## Data to use
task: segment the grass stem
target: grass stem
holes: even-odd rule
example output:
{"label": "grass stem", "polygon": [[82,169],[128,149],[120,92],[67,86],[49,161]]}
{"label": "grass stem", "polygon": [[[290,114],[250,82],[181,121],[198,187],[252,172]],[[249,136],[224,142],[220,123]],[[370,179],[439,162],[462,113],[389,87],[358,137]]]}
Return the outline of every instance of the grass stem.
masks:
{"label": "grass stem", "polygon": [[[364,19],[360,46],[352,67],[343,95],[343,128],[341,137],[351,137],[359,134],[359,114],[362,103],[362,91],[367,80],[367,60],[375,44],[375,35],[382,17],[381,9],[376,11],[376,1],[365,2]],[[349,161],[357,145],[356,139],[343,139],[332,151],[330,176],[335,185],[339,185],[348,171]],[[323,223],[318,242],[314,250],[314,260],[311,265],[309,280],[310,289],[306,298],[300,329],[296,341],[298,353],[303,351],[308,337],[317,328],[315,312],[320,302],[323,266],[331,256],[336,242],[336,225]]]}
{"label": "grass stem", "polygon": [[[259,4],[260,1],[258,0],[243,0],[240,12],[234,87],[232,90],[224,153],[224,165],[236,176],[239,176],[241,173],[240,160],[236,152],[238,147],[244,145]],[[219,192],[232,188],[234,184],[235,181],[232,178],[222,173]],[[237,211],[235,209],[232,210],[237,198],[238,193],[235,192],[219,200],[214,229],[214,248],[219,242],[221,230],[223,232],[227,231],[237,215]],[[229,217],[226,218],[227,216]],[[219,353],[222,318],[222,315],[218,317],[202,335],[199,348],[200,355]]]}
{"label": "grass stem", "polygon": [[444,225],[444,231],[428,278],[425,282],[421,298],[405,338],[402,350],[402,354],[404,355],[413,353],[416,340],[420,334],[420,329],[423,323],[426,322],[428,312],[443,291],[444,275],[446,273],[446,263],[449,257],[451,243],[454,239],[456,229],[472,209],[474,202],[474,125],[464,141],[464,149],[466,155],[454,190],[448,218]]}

## Directions
Copy down every record, keeping each one exact.

## Expected answer
task: segment the grass stem
target: grass stem
holes: even-odd rule
example output:
{"label": "grass stem", "polygon": [[82,169],[128,149],[120,92],[67,86],[49,161]]}
{"label": "grass stem", "polygon": [[[290,114],[250,82],[181,121],[198,187],[252,172]],[[249,136],[224,142],[220,123]],[[370,179],[439,162],[462,113],[389,87],[358,137]]]}
Return the outline of every instance of the grass stem.
masks:
{"label": "grass stem", "polygon": [[[364,19],[360,46],[352,67],[343,95],[343,128],[341,137],[351,137],[359,134],[359,114],[362,103],[362,91],[367,80],[367,60],[375,44],[375,35],[382,17],[381,9],[376,11],[376,1],[365,2]],[[349,161],[357,145],[356,139],[343,139],[332,151],[330,176],[335,185],[339,185],[348,171]],[[323,223],[318,242],[314,250],[314,260],[311,265],[309,280],[310,289],[306,298],[300,329],[296,341],[298,353],[303,351],[308,337],[317,328],[315,312],[320,302],[323,266],[331,256],[336,242],[336,225]]]}
{"label": "grass stem", "polygon": [[[259,4],[260,1],[258,0],[243,0],[240,12],[234,87],[232,90],[224,153],[224,165],[236,176],[239,176],[241,173],[240,160],[236,152],[238,147],[244,145]],[[219,192],[232,188],[234,184],[235,181],[232,178],[222,173]],[[237,211],[235,209],[232,210],[237,198],[238,193],[235,192],[219,200],[214,229],[214,248],[219,242],[221,230],[223,232],[227,231],[237,215]],[[229,217],[226,218],[227,216]],[[219,353],[222,318],[222,315],[218,317],[202,335],[199,348],[200,355]]]}
{"label": "grass stem", "polygon": [[444,225],[444,231],[428,278],[425,282],[421,298],[405,338],[402,350],[402,354],[404,355],[413,353],[416,340],[420,334],[420,329],[423,323],[426,322],[428,312],[443,291],[444,275],[446,273],[446,263],[449,257],[451,243],[454,239],[456,229],[472,209],[474,202],[474,125],[464,141],[464,149],[466,155],[454,190],[448,218]]}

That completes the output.